§ Stored data:
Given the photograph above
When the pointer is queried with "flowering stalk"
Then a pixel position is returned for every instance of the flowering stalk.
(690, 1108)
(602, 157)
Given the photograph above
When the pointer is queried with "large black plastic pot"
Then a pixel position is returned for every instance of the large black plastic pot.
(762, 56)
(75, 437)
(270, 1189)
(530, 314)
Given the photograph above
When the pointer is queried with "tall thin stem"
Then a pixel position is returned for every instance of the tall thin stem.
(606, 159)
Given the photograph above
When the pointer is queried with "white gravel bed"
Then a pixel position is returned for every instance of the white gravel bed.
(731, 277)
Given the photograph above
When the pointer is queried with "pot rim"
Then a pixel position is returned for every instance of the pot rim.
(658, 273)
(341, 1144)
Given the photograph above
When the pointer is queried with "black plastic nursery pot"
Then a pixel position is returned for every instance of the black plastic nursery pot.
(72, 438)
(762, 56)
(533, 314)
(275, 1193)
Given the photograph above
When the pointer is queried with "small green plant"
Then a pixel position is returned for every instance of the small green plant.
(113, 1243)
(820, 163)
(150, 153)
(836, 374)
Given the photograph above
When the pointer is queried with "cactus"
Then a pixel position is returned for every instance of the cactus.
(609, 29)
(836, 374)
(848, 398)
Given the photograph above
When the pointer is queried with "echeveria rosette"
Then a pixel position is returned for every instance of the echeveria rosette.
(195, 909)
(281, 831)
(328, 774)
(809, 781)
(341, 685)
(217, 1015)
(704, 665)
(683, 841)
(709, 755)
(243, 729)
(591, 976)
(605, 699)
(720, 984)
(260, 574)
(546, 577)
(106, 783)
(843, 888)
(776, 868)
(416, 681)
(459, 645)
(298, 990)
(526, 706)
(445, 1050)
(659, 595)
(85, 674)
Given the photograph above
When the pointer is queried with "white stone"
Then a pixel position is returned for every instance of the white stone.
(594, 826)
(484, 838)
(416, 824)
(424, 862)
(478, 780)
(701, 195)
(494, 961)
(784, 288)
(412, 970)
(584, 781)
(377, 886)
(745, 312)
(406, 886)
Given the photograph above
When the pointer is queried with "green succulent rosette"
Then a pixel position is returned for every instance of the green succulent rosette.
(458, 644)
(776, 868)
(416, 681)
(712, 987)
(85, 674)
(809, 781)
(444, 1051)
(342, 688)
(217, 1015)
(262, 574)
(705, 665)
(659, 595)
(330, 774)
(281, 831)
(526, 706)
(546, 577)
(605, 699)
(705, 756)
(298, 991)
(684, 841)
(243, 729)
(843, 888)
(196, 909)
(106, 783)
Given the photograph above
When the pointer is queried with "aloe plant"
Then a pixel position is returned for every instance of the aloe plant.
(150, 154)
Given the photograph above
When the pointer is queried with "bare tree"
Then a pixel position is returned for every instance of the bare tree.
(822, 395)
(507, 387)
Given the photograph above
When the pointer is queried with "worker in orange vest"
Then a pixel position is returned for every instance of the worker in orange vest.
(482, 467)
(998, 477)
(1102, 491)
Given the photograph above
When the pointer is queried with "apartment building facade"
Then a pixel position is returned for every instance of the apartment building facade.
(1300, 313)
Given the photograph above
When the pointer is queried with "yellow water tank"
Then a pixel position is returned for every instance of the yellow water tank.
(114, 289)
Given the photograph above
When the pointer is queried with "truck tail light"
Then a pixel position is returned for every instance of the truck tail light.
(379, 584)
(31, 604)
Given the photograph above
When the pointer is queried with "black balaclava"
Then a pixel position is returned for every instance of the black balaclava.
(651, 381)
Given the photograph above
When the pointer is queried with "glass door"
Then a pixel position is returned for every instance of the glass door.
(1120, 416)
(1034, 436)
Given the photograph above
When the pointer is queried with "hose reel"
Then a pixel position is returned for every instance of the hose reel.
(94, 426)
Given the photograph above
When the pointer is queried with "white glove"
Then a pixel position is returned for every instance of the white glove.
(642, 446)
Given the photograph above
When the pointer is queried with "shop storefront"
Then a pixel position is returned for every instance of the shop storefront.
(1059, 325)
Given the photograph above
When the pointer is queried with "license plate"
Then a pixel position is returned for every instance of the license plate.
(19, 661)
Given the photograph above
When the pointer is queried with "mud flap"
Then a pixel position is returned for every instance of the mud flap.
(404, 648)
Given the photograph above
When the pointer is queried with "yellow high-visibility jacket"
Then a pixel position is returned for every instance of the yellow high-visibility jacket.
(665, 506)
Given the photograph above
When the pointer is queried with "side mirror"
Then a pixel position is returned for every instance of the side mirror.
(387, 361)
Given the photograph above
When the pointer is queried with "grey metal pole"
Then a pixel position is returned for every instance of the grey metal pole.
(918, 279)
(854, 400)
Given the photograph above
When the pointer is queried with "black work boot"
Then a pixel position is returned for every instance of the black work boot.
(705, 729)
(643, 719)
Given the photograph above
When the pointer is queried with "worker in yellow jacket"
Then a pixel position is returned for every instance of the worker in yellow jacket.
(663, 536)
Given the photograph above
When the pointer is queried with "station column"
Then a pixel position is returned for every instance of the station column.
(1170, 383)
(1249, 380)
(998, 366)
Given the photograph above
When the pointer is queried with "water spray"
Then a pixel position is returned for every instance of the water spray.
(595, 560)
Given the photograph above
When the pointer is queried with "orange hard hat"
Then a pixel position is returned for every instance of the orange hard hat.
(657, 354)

§ Task statement: Extract the listing in its entirety and repeat it exactly.

§ Result for this exercise:
Given the photograph above
When the pointer is queried with "flowering stalk"
Then a pixel position is returned for every instance of the flowering stalk.
(690, 1108)
(602, 157)
Given the photograph above
When the pointer is queried with "large black plastic pot"
Then a pixel position is returned for every instance of the large black plastic pot.
(762, 56)
(75, 437)
(270, 1189)
(530, 314)
Given the photograph above
When the pointer is queried with "tall thin stem"
Then a pixel position is returned for every instance of the tall thin stem.
(606, 159)
Given the photograph above
When the pointer is queried with "white gravel bed"
Then a pixel position is returned for every instance of the white gravel bed.
(731, 277)
Given the photograph above
When the pointer is queried with "pot rim"
Then a pixel position is returned for every instance of the pot rim.
(658, 273)
(341, 1144)
Given the photograph above
When the pointer is queried with "black plastic nursery pot"
Then a pixel position is returned for every instance of the black plastic nursery pot.
(72, 438)
(762, 56)
(533, 314)
(275, 1193)
Given the photograph above
When the pointer is queried with "small green plant"
Then a pixel position is returned for every instance of the small green plant.
(113, 1243)
(820, 163)
(150, 153)
(836, 374)
Given the photograph above
When the pointer is queried with "cactus"
Then a pixel position is returned for every instance of the cactus.
(609, 29)
(836, 374)
(848, 398)
Given the photograph above
When the pointer is queried with "echeveria rosette"
Then a pixel position is returned for every instance of the echeveria rosette.
(195, 909)
(281, 831)
(328, 774)
(809, 781)
(341, 685)
(217, 1015)
(704, 665)
(683, 841)
(709, 755)
(243, 729)
(591, 976)
(605, 699)
(720, 984)
(260, 574)
(546, 577)
(106, 783)
(843, 888)
(776, 868)
(416, 681)
(459, 645)
(298, 990)
(526, 706)
(445, 1050)
(659, 595)
(85, 674)
Given the photograph above
When the pointer is queried with "white stone"
Then a pixel position is returned for every instance of the white stone.
(594, 826)
(484, 838)
(416, 824)
(424, 862)
(478, 780)
(701, 195)
(494, 961)
(784, 288)
(412, 970)
(584, 781)
(377, 886)
(745, 312)
(406, 886)
Given the photograph above
When the pointer is queried with "green succulent rosette"
Then a pixel position is returned for every instance of the green succulent rosette.
(458, 644)
(776, 868)
(416, 681)
(712, 987)
(85, 674)
(809, 781)
(444, 1051)
(342, 688)
(217, 1015)
(262, 574)
(705, 665)
(659, 595)
(330, 774)
(281, 831)
(526, 706)
(546, 577)
(605, 699)
(705, 756)
(298, 991)
(684, 841)
(243, 729)
(843, 888)
(196, 909)
(106, 783)
Given the photograph above
When the pointer is queried with "aloe plant"
Then a pixel position is returned for every instance of the aloe plant.
(150, 154)
Given the photograph above
When the pointer is queried with "bare tree"
Then a pixel position is returned for every instance of the bare tree.
(822, 395)
(507, 387)
Given the photograph above
When the pointer is queried with "worker in orange vest"
Then a pixel position is returned for every instance of the worker in orange vest.
(482, 467)
(998, 477)
(1102, 491)
Given the photograph above
When the pointer is queried with "apartment building facade"
Then a pixel position is returned for every instance of the apartment building facade.
(1300, 313)
Given the photograph above
When the pointer is queried with "yellow water tank"
Then a pixel position is returned for every instance of the yellow water tank.
(114, 289)
Given the photograph above
When the pointer is queried with "truck tail light"
Then a pixel position is returned for every instance of the truck tail light.
(379, 584)
(31, 604)
Given the photograph above
When the pointer is queried with "black balaclava"
Then a pixel position is returned for every instance of the black balaclava.
(651, 381)
Given the photograph above
When the pointer is queried with "glass door"
Then a pixel position is returned for every instance of the glass door.
(1120, 416)
(1034, 436)
Given the photograph above
When the pointer is queried with "hose reel"
Then a pixel position is returned for every instance of the hose reel.
(94, 426)
Given the photograph above
When the pointer is queried with "white glove"
Then a pixel position is returned for every instance of the white glove.
(642, 446)
Given the photograph above
When the pointer is queried with "shop storefront"
Then a pixel position is returned for every instance of the shop storefront.
(1059, 325)
Given the photograph above
When the pointer is queried with "license plate"
Then a pixel position is returned for every instance of the license plate.
(19, 661)
Given the photograph above
When the pointer is queried with "mud flap"
Then a pixel position is returned for every instance of the mud flap.
(404, 648)
Given the photograph above
When the pointer is queried with "yellow high-visibility jacket"
Then a pixel position is returned for every instance of the yellow high-visibility jacket.
(665, 506)
Given the photograph above
When the pointer is queried with "side mirror"
Then a pixel position is returned for every instance of the side mirror.
(387, 361)
Given the photograph above
When the pointer is queried with "grey metal pole"
Then a pixel position is returned for every instance of the grey metal pole.
(918, 279)
(854, 400)
Given the photograph above
When the pointer is queried with "black work boot"
Then a pixel position is returned for every instance of the black work boot.
(705, 729)
(643, 719)
Given the photograph above
When the pointer is queried with "worker in yellow jacket"
Then a pixel position is returned for every instance of the worker in yellow jacket.
(663, 536)
Given the photograph above
When the pointer is queried with "station column"
Then a pixel position is returned for every instance of the station column.
(1170, 383)
(1249, 380)
(998, 366)
Given the photograph above
When the pointer is queried with "water spray"
Then a pixel position is returned for every instance of the water spray.
(595, 560)
Given the photograph above
When the pointer is queried with "orange hard hat"
Then a pixel position is returned for every instance of the orange hard hat.
(657, 354)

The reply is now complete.